## EXTRACT TO READ
--------

Issue 3, Sound
It is interesting to think about sounds…the pleasant sound of chirping birds on my spring-like walk last week and the comforting sounds of the furnace once I returned to my home. Then there are those sounds that you can feel, like the heavy bass of the music in the car next to you!
Brainwaves is a monthly newsletter designed to create some “brainwaves” within my community of colleagues, friends and clients.
In the last issue, I wrote about tactile defensiveness, noting that children that are touch defensive are often sound defensive because both systems have hair cells that come from the same genetic makeup. Similar to touch, certain sounds can create a fright or flight reaction in sound sensitive children or adults. The Hyperacusis Network (www.hyperacusis.net) describes four kinds of sound sensitivities 1) hyperacusis relates to people who have a lower than usual tolerance for normal environmental sounds; 2) recruitment sensitivity relates to people that have hearing loss; they don’t hear certain pitches until the sound reaches a certain loudness; 3) hypersensitive hearing of certain sound frequencies includes children with autism or neurodevelopmental disorders; 4) phonophobia relates to the fear of sound and the emotional response of anxiety that leads to a constant worrying; misophonia relates to the dislike of sound and an adverse response no matter what volume; common examples would include but are not limited to: the sound of people eating, smacking their lips, sniffing, the sound of certain consonants like p, s, or t, and repetitive sounds.

--------

## DATASET ENTRIES

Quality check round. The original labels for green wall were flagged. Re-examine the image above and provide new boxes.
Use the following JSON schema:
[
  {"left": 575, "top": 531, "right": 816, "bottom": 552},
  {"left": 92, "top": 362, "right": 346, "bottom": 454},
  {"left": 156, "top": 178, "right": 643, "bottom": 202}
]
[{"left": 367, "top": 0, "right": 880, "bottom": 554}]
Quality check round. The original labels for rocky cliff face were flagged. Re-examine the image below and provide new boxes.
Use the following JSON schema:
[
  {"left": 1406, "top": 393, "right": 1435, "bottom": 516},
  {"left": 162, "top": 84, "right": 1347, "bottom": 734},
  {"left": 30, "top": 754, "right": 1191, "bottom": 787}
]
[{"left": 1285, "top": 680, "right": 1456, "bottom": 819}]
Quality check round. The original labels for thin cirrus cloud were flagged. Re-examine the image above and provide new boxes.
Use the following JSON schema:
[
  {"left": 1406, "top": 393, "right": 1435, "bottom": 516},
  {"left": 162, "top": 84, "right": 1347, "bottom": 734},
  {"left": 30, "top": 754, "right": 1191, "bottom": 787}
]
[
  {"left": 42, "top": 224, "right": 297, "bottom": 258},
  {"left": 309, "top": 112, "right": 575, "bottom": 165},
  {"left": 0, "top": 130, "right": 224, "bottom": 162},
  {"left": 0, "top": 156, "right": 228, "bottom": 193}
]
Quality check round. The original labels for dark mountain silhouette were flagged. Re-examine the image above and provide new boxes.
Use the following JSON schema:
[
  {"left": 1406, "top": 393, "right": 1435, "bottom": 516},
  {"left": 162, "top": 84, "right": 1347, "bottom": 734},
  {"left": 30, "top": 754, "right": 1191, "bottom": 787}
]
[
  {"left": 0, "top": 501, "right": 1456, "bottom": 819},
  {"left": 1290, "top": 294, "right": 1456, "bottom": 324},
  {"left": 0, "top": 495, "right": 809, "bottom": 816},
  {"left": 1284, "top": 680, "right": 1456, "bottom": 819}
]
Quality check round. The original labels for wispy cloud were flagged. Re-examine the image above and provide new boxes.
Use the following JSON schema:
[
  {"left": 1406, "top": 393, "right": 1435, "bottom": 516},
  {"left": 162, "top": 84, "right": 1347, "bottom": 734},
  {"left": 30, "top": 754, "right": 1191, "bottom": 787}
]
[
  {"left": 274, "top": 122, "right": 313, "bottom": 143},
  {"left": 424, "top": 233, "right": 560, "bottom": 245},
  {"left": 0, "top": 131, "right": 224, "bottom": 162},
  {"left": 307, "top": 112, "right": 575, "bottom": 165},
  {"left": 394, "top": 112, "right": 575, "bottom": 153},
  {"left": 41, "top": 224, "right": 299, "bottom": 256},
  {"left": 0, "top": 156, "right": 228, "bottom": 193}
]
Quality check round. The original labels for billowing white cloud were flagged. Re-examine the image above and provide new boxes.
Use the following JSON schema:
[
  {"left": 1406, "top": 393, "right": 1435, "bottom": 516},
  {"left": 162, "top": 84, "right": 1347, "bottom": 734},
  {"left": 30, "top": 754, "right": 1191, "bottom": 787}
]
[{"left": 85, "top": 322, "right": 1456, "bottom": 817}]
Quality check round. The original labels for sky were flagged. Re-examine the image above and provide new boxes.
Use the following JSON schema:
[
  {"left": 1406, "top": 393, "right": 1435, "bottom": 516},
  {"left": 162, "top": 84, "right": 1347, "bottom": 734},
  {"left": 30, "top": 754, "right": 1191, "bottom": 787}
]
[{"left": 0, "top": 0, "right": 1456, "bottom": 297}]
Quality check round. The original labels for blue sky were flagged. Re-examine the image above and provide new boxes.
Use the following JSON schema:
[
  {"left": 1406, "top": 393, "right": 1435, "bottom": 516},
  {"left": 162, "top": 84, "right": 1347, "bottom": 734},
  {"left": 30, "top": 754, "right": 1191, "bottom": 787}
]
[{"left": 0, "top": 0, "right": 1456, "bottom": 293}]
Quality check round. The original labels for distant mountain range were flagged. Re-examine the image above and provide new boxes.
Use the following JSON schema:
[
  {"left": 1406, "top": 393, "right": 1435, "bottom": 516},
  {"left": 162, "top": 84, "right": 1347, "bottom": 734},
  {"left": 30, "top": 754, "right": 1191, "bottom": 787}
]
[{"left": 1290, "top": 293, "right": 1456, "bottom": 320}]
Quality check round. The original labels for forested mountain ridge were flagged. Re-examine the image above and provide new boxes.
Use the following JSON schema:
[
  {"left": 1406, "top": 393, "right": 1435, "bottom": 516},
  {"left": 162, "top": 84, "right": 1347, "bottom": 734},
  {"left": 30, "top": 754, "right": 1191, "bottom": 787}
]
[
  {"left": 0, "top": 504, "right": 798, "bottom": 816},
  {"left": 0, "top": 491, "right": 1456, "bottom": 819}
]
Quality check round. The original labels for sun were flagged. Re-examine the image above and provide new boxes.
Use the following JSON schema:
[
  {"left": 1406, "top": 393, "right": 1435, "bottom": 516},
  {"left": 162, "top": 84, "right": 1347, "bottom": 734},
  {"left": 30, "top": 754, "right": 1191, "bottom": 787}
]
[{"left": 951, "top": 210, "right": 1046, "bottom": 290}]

--------

From the newsletter on sound, reproduce word for word the part that begins with the words containing "Issue 3, Sound" and ends with "friends and clients.". The entries have no connection to the newsletter on sound and stand as material of their own.

Issue 3, Sound
It is interesting to think about sounds…the pleasant sound of chirping birds on my spring-like walk last week and the comforting sounds of the furnace once I returned to my home. Then there are those sounds that you can feel, like the heavy bass of the music in the car next to you!
Brainwaves is a monthly newsletter designed to create some “brainwaves” within my community of colleagues, friends and clients.